(Image-grounded pointing data)
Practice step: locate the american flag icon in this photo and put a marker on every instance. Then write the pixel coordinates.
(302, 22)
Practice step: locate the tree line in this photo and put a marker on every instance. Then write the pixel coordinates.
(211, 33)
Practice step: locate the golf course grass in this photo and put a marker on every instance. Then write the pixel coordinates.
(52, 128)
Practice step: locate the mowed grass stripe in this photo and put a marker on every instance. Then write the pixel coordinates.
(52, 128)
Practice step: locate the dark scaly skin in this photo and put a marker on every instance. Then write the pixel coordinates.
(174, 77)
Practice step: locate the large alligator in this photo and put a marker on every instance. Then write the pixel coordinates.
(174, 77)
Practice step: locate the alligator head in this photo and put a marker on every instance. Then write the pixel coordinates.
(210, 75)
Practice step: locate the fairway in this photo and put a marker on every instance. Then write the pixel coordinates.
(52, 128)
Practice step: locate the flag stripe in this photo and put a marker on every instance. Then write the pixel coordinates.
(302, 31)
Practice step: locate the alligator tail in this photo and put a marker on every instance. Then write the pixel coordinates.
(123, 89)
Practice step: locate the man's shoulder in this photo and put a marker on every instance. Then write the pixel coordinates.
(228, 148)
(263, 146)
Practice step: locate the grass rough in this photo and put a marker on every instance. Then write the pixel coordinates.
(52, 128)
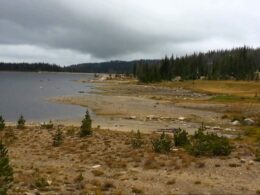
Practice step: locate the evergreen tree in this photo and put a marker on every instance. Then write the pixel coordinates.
(85, 129)
(6, 171)
(2, 123)
(21, 122)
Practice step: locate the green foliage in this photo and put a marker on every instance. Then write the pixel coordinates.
(257, 155)
(209, 144)
(137, 140)
(181, 138)
(47, 125)
(21, 122)
(85, 129)
(2, 123)
(40, 183)
(6, 171)
(162, 144)
(58, 138)
(240, 63)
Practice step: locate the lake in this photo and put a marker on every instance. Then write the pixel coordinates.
(26, 93)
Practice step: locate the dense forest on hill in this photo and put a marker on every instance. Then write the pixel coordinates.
(117, 67)
(30, 67)
(240, 63)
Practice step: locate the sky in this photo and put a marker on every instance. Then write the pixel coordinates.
(76, 31)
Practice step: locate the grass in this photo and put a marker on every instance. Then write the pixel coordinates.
(121, 166)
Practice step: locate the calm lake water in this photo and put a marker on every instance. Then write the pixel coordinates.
(27, 93)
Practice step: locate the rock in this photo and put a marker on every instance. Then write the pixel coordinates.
(217, 128)
(249, 121)
(243, 160)
(132, 117)
(151, 117)
(236, 123)
(96, 166)
(181, 118)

_Task to carry out_:
Return every line above exactly, omitting images.

_Answer section_:
Practice step: locate the american flag icon in this photo and put a marker on every instance. Then write the pixel coordinates.
(302, 22)
Practice step: locate the tree line in this photo and put a marker on every instance. Then write the pixel coordinates.
(211, 33)
Practice step: locate the golf course grass in this photo and put a marker on every instance. Then write the pixel coordinates.
(52, 128)
Practice step: locate the mowed grass stripe in this photo and put a marker on every instance. Then write the pixel coordinates.
(52, 128)
Practice step: locate the dark scaly skin in this photo and put a marker on every instance. Then write the pixel coordinates.
(174, 77)
Practice step: locate the large alligator in this photo and put a marker on every instance. Then write the pixel coordinates.
(174, 77)
Practice step: locate the alligator head in this photo and put a marker on every instance. Then write the pixel coordinates.
(210, 75)
Practice step: locate the fairway in this photo and put a marker on every instance. Then write the pixel coordinates.
(52, 128)
Practice step: locate the flag stripe in this photo and put a marker on every instance. Then write the pixel coordinates.
(302, 31)
Practice step: locate the alligator tail in this photo and put a marker on every instance. Then write the pixel coordinates.
(123, 89)
Practice step: locate the man's shoulder in this photo and put a marker on every instance. Then write the pixel coordinates.
(228, 148)
(263, 146)
Practice step: locate the grass rough in this photo and put a marker on every instance. Then write the pixel coordinates.
(52, 128)
Practice step: locate the evergreen tree in this photo and put a marker on every instance. Then write the pixel coordinates.
(85, 129)
(6, 171)
(2, 123)
(21, 122)
Practice step: locate the green foliage in this photo and put a marker on every instance. Then write the pixel coordinates.
(257, 155)
(209, 144)
(137, 140)
(181, 138)
(47, 125)
(21, 122)
(85, 129)
(2, 123)
(40, 183)
(6, 171)
(162, 144)
(58, 138)
(240, 63)
Practice step: locate the lake in this photo and put a marker on every instance. Then write the pixel coordinates.
(26, 93)
Practice step: locate the dense forest on hill in this photo and put a marker on every instance. Then write the pixel coordinates.
(117, 67)
(30, 67)
(240, 63)
Practice step: locate the sky in this photo and put a marker on every instance. Then write the pixel coordinates.
(76, 31)
Practice step: locate the grass in this photo and put a marker on every instance. Then write the pixel coordinates.
(121, 166)
Practice step: locate the calm lake water in this photo and put a marker on every instance. Then write the pixel coordinates.
(27, 93)
Practice step: locate the rock in this photo and put a marker on every instance. Then write the pixel coordinates.
(217, 128)
(249, 121)
(243, 160)
(132, 117)
(151, 117)
(236, 123)
(96, 166)
(181, 118)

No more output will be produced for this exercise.